WRITTEN EXERCISE: Copy every one of the records below word for word, leaving out the pictures.

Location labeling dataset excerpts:

===============

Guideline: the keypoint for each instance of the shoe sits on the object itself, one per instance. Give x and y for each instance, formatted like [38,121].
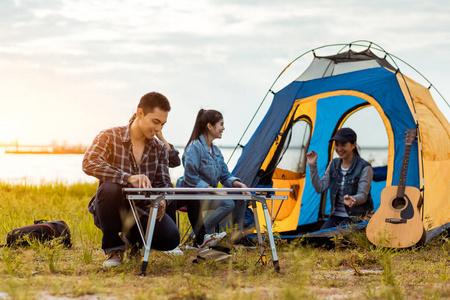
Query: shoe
[114,259]
[211,240]
[176,251]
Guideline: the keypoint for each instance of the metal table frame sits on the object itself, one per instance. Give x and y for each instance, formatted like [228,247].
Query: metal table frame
[258,195]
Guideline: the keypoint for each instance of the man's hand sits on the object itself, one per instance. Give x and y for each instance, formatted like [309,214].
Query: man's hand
[140,181]
[349,201]
[311,157]
[218,192]
[161,210]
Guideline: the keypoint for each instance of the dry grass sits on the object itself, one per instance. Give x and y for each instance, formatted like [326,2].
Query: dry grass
[357,271]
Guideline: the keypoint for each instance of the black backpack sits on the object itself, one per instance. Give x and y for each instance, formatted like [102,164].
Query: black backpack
[41,231]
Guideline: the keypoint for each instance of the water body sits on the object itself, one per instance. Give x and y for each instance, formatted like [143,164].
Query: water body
[66,168]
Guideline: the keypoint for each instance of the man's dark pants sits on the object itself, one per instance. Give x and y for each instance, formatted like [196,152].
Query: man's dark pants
[113,215]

===============

THE SOLUTION:
Guideline: the keypoint for each instance of the shoe sits on the object itself, one per instance. Give x and y for each instance, formatted like [38,121].
Query: shoe
[114,259]
[211,240]
[176,251]
Guideline: the keypoint for each instance of the metal table frame sits on the object itself, one per instance. Give x and y for each instance, formatted like [228,247].
Query: metal table frame
[258,195]
Guideline: the keypoint for each instance of the man's hand sits on the object itself, one per instance. Give x and y for each instance, formatted like [309,214].
Query: man's hand
[140,181]
[349,201]
[311,157]
[218,192]
[161,210]
Guideline: the keypoint for each instance of the dry grass sits on the object itself, one per instance. Give x and y for each instance, formatted like [326,2].
Query: dry grass
[357,271]
Guideline: the keypoint for each instance of the black backpack sits on the object itself, one per instance. Give x and y for each instance, formatted like [102,164].
Query: black backpack
[41,231]
Guideline: the keypoint for each instance of the water body sits on the object itself, one per instance. Give x and y for each instance, formatted like [143,164].
Query: water body
[66,168]
Guideline: the keypoint for each instance of the man's dark pants sits on the object itself, one per instance. Give x and y for each instance, formatted like [196,152].
Query: man's dark pants
[113,215]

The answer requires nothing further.